- [Document text]
——

# Team description

Team: Ehhhhhhh

Markus Kinn, 106660
Mario Haroun, 543915
Torstein Korten, 543955

In [None]:
%matplotlib inline
from utils import *
from sklearn.model_selection import train_test_split
from sklearn.experimental import enable_iterative_imputer
from sklearn.impute import IterativeImputer
import pandas as pd
from autogluon.tabular import TabularPredictor
from sklearn.metrics import mean_absolute_error
import numpy as np
import itertools

In [None]:
def remove_unwanted_rows(df):
    unwanted_rows = (df['direct_rad:W'] == 0) & (df['diffuse_rad:W'] == 0) & (df['pv_measurement'] > 200) & (df['sun_elevation:d'] < 0) & (df['is_day:idx'] == 0)
    cleaned_df = df[~unwanted_rows]
    return cleaned_df

def find_long_constant_periods(data, threshold):
    start = None
    segments = []
    for i in range(1, len(data)):
        if data[i] == data[i-1] and data[i] != 0:
            if start is None:
                start = i-1
        else:
            if start is not None:
                if (i - start) > threshold:
                    segments.append((start, i))
                start = None
    return segments

def remove_constant_periods(df, segments):
    drop_indices = []
    for start, end in segments:
        drop_indices.extend(range(start, end))
    return df.drop(drop_indices)

def lag_features_by_one_hour(df, column_names, time_col='time'):

    # Check if the DataFrame has a time-based index
    df['index'] = df[time_col]
    df = df.set_index('index')

    # Loop through each column name to create a lagged feature
    for col in column_names:
        lagged_col_name = f"{col}"
        df[lagged_col_name] = df[col].shift(freq='-1H')

——

- [Material provided]
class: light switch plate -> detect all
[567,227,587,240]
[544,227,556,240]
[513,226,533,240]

——

- [Given request 1]
In the team notebook, what value must pv_measurement exceed for a row to be flagged by remove_unwanted_rows?
- [Given request 2]
Summarize the team notebook in two sentences.
- [Given request 3]
Continue the team notebook's code past its final line.

- [Answer 1]
200

- [Answer 2]
The notebook names the team Ehhhhhhh, lists its three members with their numbers, and imports libraries including pandas, numpy, scikit-learn tools, and AutoGluon's TabularPredictor. It then defines functions that drop rows with zero radiation, a pv_measurement above 200, a negative sun elevation, and is_day:idx of zero; find and remove long runs of repeated nonzero values; and shift given columns by one hour.

- [Answer 3]
    return df

def is_estimated(df, time_col='time'):
    split_date = '2022-10-27'
    df['is_estimated'] = 0  # Initialize with 0 (indicating observed)
    df.loc[df[time_col] >= pd.Timestamp(split_date), 'is_estimated'] = 1  # Set 1 for estimated data
    return df

def resample_to_hourly(df, datetime_column='date_forecast'):
    df[datetime_column] = pd.to_datetime(df[datetime_column])
    df.sort_values(by=datetime_column, inplace=True)

    df.set_index(datetime_column, inplace=True)

    df_hourly = df.resample('H').mean()

    df_hourly.dropna(how='all', inplace=True)

    df_hourly.reset_index(inplace=True)

    return df_hourly

def generate_simple_features(data):
    data['wind_magnitude'] = np.sqrt(data['wind_speed_u_10m:ms']**2 + data['wind_speed_v_10m:ms']**2)
    data['wind_direction'] = np.arctan2(data['wind_speed_v_10m:ms'], data['wind_speed_u_10m:ms'])
    data['solar_angle_impact'] = np.sin(np.radians(data['sun_elevation:d']))

    data = data.drop(columns=['wind_speed_10m:ms', 'wind_speed_u_10m:ms', 'wind_speed_10m:ms',
                              'wind_speed_w_1000hPa:ms', 'wind_speed_v_10m:ms'])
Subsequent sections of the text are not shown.